Excerpt provided

A Victorian man has been charged in connection with alleged death threats and antisemitic comments against a federal politician in the latest incident investigated by a special police taskforce.

The Australian federal police confirmed on Friday a 33-year-old Reservoir man was charged with four counts of using a carriage service to menace, harass or cause offence and one count of using a carriage service to threaten to kill.

Both charges carry a maximum jail sentence of five years.

Police alleged the man used social media and email to send death threats and antisemitic comments to a New South Wales-based federal politician over a three-day period in January.

The man also allegedly used social media to contact a Victorian state politician.

Police seized several electronic devices from the man’s Melbourne home on Thursday. He was granted conditional bail and is expected to appear in the Melbourne magistrates court on 8 April.

The AFP assistant commissioner, Stephen Nutt, said the taskforce – known as Special Operation Avalite – expected to make further charges and had a number of individuals under investigation.

“Anyone engaging in this type of deplorable behaviour will be investigated, located and brought before the court,” Nutt said.

“Parliamentarians and members of our community should not have to endure vile threats based on their race, religion or ethnicity.”

On Wednesday, another Victorian man was charged over a separate matter after allegedly calling the Canberra office of a political organisation and making antisemitic and abusive statements.

Spatial localization data
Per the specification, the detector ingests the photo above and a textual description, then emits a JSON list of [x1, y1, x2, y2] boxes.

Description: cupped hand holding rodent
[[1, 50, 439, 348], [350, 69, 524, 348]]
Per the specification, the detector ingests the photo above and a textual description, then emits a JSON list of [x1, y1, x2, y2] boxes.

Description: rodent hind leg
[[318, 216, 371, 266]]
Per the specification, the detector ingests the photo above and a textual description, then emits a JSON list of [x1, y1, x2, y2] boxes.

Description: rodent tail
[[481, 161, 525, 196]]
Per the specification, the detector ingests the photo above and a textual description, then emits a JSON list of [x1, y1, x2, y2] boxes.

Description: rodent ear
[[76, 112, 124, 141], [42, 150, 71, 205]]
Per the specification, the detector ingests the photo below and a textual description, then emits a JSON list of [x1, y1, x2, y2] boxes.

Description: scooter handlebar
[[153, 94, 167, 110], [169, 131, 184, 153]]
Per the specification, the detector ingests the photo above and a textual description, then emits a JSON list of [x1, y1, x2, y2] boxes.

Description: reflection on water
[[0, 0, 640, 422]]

What you will do
Extend the news report about the Reservoir man charged over threats against a federal politician, picking up right after its final sentence.

Response to this task
The federal parliament has passed tough new mandatory sentencing laws for hate speech crimes, including minimum mandatory jail sentences of between one and two years.

The bipartisan push for stronger laws on hate speech comes after a spate of antisemitic incidents, including an arson attack on the Adass Israel synagogue in Melbourne in December and the discovery of a caravan in Dural, NSW, filled with explosives to cause a “potential mass casualty event” in January.

Police are investigating whether any of the incidents could be linked but Guardian Australia makes no suggestion that there is a link between any of the cases.

The changes enable minimum jail sentences for threatening force or violence against people on the basis of their race, religion, nationality, national or ethnic origin, political opinion, sex, sexual orientation, gender identity and intersex status.

The home affairs minister, Tony Burke, described the proposed changes as the “toughest laws Australia has ever had against hate crimes”.

“Anybody who says that hate speech is somehow a subset of freedom of speech doesn’t understand that words can be bullets,” he said.